So, it looks like, when libffi is not compiled with -O but with -O0 -g, that in 64bit ffi_call_DARWIN() is call in both cases (memchr_args_hack and memchr_args_hack2).
However, as seen previously, it was not the case with libffi built with -O .

Moreover, we have in source code:
  switch (cif->abi)
    {
    case FFI_AIX:
      ffi_call_AIX(&ecif, -(long)cif->bytes, cif->flags, ecif.rvalue, fn,
                   FFI_FN(ffi_prep_args));
      break;
    case FFI_DARWIN:
      ffi_call_DARWIN(&ecif, -(long)cif->bytes, cif->flags, ecif.rvalue, fn,
                      FFI_FN(ffi_prep_args), cif->rtype);

Why calling ffi_call_DARWIN instead of ffi_call_AIX ?

Hummm Will rebuild libffi and python both with gcc -O0 -g -gdwarf and look at details.
msg374375 - (view) Author: Tony Reix (T.Rex) Date: 2020-07-27 13:03
After adding traces and after rebuilding Python and libffi with -O0 -g -gdwarf, it appears that, still in 64bit, the bug is still there, but that ffi_call_AIX is called now instead of ffi_call_DARWIN from ffi_call() routine of ../src/powerpc/ffi_darwin.c (lines 915...).
???

# ./Pb.py
TONY: libffi: src/powerpc/ffi_darwin.c : FFI_AIX
TONY: libffi: cif->abi: 1  -(long)cif->bytes : -144  cif->flags : 8  ecif.rvalue : fffffffffffd1f0  fn: 9001000a0082640  FFI_FN(ffi_prep_args) : 9001000a0483be8
b'def'
TONY: libffi: src/powerpc/ffi_darwin.c : FFI_AIX
TONY: libffi: cif->abi: 1  -(long)cif->bytes : -144  cif->flags : 8  ecif.rvalue : fffffffffffd220  fn: 9001000a0082640  FFI_FN(ffi_prep_args) : 9001000a0483be8
b'def'
TONY: libffi: src/powerpc/ffi_darwin.c : FFI_AIX
TONY: libffi: cif->abi: 1  -(long)cif->bytes : -144  cif->flags : 8  ecif.rvalue : fffffffffffd220  fn: 9001000a0082640  FFI_FN(ffi_prep_args) : 9001000a0483be8
None

In 32bit with same build environment, a different code is run since the traces are not printed.

Thus, 32bit and 64bit are managed very differently.
msg374389 - (view) Author: Tony Reix (T.Rex) Date: 2020-07-27 15:50
Fedora32/x86_64 : Python v3.8.5 has been built.
Issue is still there, but different in debug or optimized mode.
Thus, change done in https://bugs.python.org/issue22273 did not fix this issue.

./Pb-3.8.5-debug.py :
#!/opt/freeware/src/packages/BUILD/Python-3.8.5/build/debug/python
...

# Information shown:
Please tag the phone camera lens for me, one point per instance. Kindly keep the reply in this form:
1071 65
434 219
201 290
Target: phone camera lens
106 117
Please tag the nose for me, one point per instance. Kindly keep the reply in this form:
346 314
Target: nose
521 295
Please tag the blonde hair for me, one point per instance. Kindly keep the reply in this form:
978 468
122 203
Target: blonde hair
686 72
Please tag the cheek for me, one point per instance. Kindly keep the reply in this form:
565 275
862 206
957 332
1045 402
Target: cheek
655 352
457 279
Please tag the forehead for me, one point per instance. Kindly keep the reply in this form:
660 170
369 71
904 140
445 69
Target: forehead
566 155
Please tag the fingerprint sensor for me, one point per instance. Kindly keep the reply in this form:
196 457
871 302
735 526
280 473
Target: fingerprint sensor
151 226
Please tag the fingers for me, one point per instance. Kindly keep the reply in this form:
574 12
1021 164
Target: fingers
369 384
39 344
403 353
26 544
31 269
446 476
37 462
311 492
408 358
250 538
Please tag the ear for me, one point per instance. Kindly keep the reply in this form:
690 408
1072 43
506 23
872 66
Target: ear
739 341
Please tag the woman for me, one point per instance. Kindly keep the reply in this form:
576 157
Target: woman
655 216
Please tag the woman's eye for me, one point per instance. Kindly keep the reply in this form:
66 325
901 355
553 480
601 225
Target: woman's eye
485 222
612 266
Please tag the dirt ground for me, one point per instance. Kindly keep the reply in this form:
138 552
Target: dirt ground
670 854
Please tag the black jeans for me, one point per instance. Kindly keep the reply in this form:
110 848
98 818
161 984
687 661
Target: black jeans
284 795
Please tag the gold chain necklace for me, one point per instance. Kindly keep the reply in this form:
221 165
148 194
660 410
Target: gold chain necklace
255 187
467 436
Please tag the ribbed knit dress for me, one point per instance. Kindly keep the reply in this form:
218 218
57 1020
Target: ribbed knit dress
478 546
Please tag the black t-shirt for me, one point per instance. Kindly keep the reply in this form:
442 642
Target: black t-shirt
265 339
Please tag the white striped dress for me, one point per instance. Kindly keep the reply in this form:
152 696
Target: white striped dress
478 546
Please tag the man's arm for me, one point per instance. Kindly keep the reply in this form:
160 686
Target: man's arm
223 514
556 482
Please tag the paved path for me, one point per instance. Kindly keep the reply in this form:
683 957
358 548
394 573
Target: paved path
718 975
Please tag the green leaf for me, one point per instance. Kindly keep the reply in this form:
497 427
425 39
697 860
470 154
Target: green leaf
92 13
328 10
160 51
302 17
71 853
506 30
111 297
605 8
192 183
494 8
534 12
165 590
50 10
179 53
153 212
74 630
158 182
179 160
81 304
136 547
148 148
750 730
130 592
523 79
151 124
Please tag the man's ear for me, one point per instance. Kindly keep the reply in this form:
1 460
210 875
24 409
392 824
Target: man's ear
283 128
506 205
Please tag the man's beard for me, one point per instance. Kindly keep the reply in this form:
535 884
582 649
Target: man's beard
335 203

# Work to do:
**a.** Answer these questions from the libffi thread, one per line:
(i) With which compiler flags did the author plan to rebuild both libffi and Python?
(ii) What value of "-(long)cif->bytes" is printed in the traces?
(iii) On which system was Python v3.8.5 built?
**b.** Please carry on the libffi thread from its final line.

# Results:
**a.**
(i) gcc -O0 -g -gdwarf
(ii) -144
(iii) Fedora32/x86_64

**b.**
i./Pb-3.8.5-optimized.py :
#!/opt/freeware/src/packages/BUILD/Python-3.8.5/build/optimized/python


BUILD=debug
export LD_LIBRARY_PATH=/opt/freeware/src/packages/BUILD/Python-3.8.5/build/debug:/usr/lib64:/usr/lib
export PYTHONPATH=/opt/freeware/src/packages/BUILD/Python-3.8.5/build/debug/Modules
./Pb-3.8.5-debug.py
b'def'
None
None

BUILD=optimized
export LD_LIBRARY_PATH=/opt/freeware/src/packages/BUILD/Python-3.8.5/build/optimized:/usr/lib64:/usr/lib
export PYTHONPATH=/opt/freeware/src/packages/BUILD/Python-3.8.5/build/optimized/Modules
+ ./Pb-3.8.5-optimized.py
b'def'
Pb-3.8.5.sh: line 6: 103569 Segmentation fault      (core dumped) ./Pb-3.8.5-$BUILD.py
msg374392 - (view) Author: Tony Reix (T.Rex) Date: 2020-07-27 15:58
Fedora32/x86_64 : Python v3.8.5 : optimized : uint type.

If, instead of using ulong type, the Pb.py program makes use of uint, the issue is different: see below.
This means that the issue depends on the length of the data.

BUILD=optimized
TYPE=int
export LD_LIBRARY_PATH=/opt/freeware/src/packages/BUILD/Python-3.8.5/build/optimized:/usr/lib64:/usr/lib
export PYTHONPATH=/opt/freeware/src/packages/BUILD/Python-3.8.5/build/optimized/Modules
./Pb-3.8.5-int-optimized.py
b'def'
None
None

# cat ./Pb-3.8.5-int-optimized.py
#!/opt/freeware/src/packages/BUILD/Python-3.8.5/build/optimized/python

# #!/opt/freeware/src/packages/BUILD/Python-3.8.5/python
#       #!/usr/bin/env python3

from ctypes import *

libc = CDLL('/usr/lib64/libc-2.31.so')

class MemchrArgsHack(Structure):
    _fields_ = [("s", c_char_p), ("c", c_uint), ("n", c_uint)]

memchr_args_hack = MemchrArgsHack()
memchr_args_hack.s = b"abcdef"
memchr_args_hack.c = ord('d')
memchr_args_hack.n = 7

class MemchrArgsHack2(Structure):
    _fields_ = [("s", c_char_p), ("c_n", c_uint * 2)]

memchr_args_hack2 = MemchrArgsHack2()
memchr_args_hack2.s = b"abcdef"
memchr_args_hack2.c_n[0] = ord('d')
memchr_args_hack2.c_n[1] = 7

print( CFUNCTYPE(c_char_p, c_char_p, c_uint, c_uint, c_void_p)(('memchr', libc))(b"abcdef", c_uint(ord('d')), c_uint(7), None))
print( CFUNCTYPE(c_char_p, MemchrArgsHack, c_void_p)(('memchr', libc))(memchr_args_hack, None))
print( CFUNCTYPE(c_char_p, MemchrArgsHack2, c_void_p)(('memchr', libc))(memchr_args_hack2, None))
msg374395 - (view) Author: David Edelsohn (David.Edelsohn) * Date: 2020-07-27 16:13
Tony, Please see my reply from 2020-02-05.  This is a known "bug" in Python ctypes.  This is documented in Python ctypes.  This will not be fixed.  This cannot be fixed.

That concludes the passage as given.